(Coordinate annotation entries)
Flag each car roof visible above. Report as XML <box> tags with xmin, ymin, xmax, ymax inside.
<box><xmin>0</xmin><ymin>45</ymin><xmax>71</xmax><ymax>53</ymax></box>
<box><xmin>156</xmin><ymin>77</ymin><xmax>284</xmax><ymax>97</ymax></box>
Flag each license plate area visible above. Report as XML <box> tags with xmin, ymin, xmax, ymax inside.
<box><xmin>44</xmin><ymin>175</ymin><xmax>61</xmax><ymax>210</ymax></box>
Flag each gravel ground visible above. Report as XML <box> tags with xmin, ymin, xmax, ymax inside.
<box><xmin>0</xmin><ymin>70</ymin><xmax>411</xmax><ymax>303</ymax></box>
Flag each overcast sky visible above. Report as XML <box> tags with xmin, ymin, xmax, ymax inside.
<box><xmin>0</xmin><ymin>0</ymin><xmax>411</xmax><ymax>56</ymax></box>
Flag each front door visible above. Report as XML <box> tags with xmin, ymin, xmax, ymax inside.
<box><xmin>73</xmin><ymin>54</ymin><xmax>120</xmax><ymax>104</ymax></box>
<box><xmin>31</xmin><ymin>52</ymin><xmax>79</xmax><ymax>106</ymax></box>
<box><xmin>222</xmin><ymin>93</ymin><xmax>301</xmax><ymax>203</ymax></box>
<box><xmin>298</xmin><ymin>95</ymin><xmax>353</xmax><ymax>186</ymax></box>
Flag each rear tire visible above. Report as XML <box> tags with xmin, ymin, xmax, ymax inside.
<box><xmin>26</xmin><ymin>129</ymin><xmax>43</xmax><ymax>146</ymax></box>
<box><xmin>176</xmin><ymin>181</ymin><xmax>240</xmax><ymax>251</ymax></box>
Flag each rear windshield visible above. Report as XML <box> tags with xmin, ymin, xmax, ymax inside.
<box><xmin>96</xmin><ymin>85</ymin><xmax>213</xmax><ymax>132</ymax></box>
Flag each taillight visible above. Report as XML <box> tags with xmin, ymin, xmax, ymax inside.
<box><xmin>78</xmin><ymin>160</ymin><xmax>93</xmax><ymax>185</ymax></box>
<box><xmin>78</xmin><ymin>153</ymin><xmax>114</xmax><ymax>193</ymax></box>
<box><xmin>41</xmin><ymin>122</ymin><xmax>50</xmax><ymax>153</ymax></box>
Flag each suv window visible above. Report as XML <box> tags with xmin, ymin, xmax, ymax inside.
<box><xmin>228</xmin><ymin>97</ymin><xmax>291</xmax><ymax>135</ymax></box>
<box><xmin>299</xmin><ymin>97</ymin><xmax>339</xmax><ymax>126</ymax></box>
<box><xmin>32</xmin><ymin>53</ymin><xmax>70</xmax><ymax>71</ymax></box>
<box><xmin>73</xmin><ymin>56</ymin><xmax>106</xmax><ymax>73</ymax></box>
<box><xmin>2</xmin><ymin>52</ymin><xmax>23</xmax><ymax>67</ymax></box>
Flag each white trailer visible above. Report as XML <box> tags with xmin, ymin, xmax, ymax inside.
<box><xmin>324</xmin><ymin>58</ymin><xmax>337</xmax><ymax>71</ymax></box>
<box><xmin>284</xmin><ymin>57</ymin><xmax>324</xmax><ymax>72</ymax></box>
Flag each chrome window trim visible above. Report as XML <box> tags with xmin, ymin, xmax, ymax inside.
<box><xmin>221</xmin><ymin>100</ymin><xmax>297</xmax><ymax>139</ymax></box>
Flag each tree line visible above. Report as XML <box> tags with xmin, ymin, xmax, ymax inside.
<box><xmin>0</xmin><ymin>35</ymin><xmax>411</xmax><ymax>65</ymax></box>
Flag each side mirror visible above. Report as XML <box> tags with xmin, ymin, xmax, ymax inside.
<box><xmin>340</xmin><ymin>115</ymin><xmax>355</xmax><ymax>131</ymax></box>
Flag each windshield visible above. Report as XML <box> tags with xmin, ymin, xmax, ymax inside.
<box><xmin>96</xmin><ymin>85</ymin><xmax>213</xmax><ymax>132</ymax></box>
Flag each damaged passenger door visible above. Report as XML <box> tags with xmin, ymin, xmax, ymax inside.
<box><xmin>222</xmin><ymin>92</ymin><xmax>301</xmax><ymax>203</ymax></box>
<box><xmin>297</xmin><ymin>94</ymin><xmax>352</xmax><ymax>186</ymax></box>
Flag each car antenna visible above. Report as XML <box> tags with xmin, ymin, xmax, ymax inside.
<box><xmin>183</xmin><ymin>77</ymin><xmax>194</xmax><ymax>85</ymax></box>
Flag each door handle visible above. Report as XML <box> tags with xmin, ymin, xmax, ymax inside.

_Stated goal_
Present every line of the material above as a numbered list, omitting any blank lines.

_Answer_
1. Flag each car roof visible above. Report as XML <box> tags with xmin, ymin, xmax, ymax inside.
2. <box><xmin>0</xmin><ymin>45</ymin><xmax>71</xmax><ymax>53</ymax></box>
3. <box><xmin>156</xmin><ymin>77</ymin><xmax>284</xmax><ymax>97</ymax></box>
4. Flag each license plate area visible above. Report as XML <box> tags with xmin, ymin, xmax, ymax inside.
5. <box><xmin>44</xmin><ymin>175</ymin><xmax>61</xmax><ymax>210</ymax></box>
6. Flag each gravel ground visible above. Report as XML <box> tags with xmin, ymin, xmax, ymax inside.
7. <box><xmin>0</xmin><ymin>70</ymin><xmax>411</xmax><ymax>303</ymax></box>
8. Flag each overcast sky visible above. Report as XML <box> tags with xmin, ymin, xmax, ymax inside.
9. <box><xmin>0</xmin><ymin>0</ymin><xmax>411</xmax><ymax>56</ymax></box>
10. Flag each front door visible above. Report as XML <box> tags with xmin, ymin, xmax, ymax inside.
11. <box><xmin>73</xmin><ymin>54</ymin><xmax>120</xmax><ymax>104</ymax></box>
12. <box><xmin>31</xmin><ymin>52</ymin><xmax>79</xmax><ymax>106</ymax></box>
13. <box><xmin>222</xmin><ymin>93</ymin><xmax>301</xmax><ymax>203</ymax></box>
14. <box><xmin>298</xmin><ymin>95</ymin><xmax>353</xmax><ymax>186</ymax></box>
15. Flag each rear tire visible above. Report as XML <box> tags with xmin, ymin, xmax, ymax inside.
16. <box><xmin>26</xmin><ymin>129</ymin><xmax>43</xmax><ymax>146</ymax></box>
17. <box><xmin>176</xmin><ymin>181</ymin><xmax>240</xmax><ymax>251</ymax></box>
18. Flag each rear windshield visible above. Report as XML <box> tags with xmin, ymin, xmax, ymax inside.
19. <box><xmin>96</xmin><ymin>85</ymin><xmax>213</xmax><ymax>132</ymax></box>
20. Flag each taillight visible above. Report as XML <box> tags with xmin, ymin, xmax, ymax inside.
21. <box><xmin>78</xmin><ymin>160</ymin><xmax>93</xmax><ymax>185</ymax></box>
22. <box><xmin>78</xmin><ymin>153</ymin><xmax>114</xmax><ymax>193</ymax></box>
23. <box><xmin>41</xmin><ymin>122</ymin><xmax>50</xmax><ymax>153</ymax></box>
24. Flag each suv window visible above. Report as XML <box> tags with xmin, ymin, xmax, ymax inside.
25. <box><xmin>228</xmin><ymin>97</ymin><xmax>291</xmax><ymax>135</ymax></box>
26. <box><xmin>299</xmin><ymin>97</ymin><xmax>339</xmax><ymax>126</ymax></box>
27. <box><xmin>32</xmin><ymin>53</ymin><xmax>70</xmax><ymax>71</ymax></box>
28. <box><xmin>73</xmin><ymin>56</ymin><xmax>106</xmax><ymax>73</ymax></box>
29. <box><xmin>2</xmin><ymin>52</ymin><xmax>23</xmax><ymax>67</ymax></box>
30. Flag each white trailer visible above. Report as XML <box> tags with xmin, ymin, xmax, ymax inside.
31. <box><xmin>324</xmin><ymin>58</ymin><xmax>337</xmax><ymax>71</ymax></box>
32. <box><xmin>284</xmin><ymin>57</ymin><xmax>324</xmax><ymax>72</ymax></box>
33. Flag each chrome window trim visible above. Report as XML <box> tags with xmin, ymin, xmax, ymax inside.
34. <box><xmin>221</xmin><ymin>100</ymin><xmax>297</xmax><ymax>139</ymax></box>
35. Flag each tree line visible above. Report as XML <box> tags with xmin, ymin, xmax, ymax inside.
36. <box><xmin>0</xmin><ymin>35</ymin><xmax>411</xmax><ymax>65</ymax></box>
37. Flag each side mirror visible above. Report as XML <box> tags with xmin, ymin, xmax, ymax inside.
38. <box><xmin>340</xmin><ymin>115</ymin><xmax>355</xmax><ymax>131</ymax></box>
39. Flag each windshield visible above. Report as XML <box> tags with xmin, ymin, xmax, ymax inside.
40. <box><xmin>96</xmin><ymin>85</ymin><xmax>213</xmax><ymax>132</ymax></box>
41. Flag each damaged passenger door visible above. Report as XML <box> tags with xmin, ymin, xmax, ymax inside.
42. <box><xmin>222</xmin><ymin>92</ymin><xmax>301</xmax><ymax>203</ymax></box>
43. <box><xmin>297</xmin><ymin>94</ymin><xmax>352</xmax><ymax>186</ymax></box>
44. Flag each car antenna visible above. Report as XML <box> tags with xmin, ymin, xmax, ymax inside.
45. <box><xmin>183</xmin><ymin>77</ymin><xmax>194</xmax><ymax>85</ymax></box>
46. Flag each door handle visible above. Report as XML <box> tags with xmin, ymin, xmax, ymax inside.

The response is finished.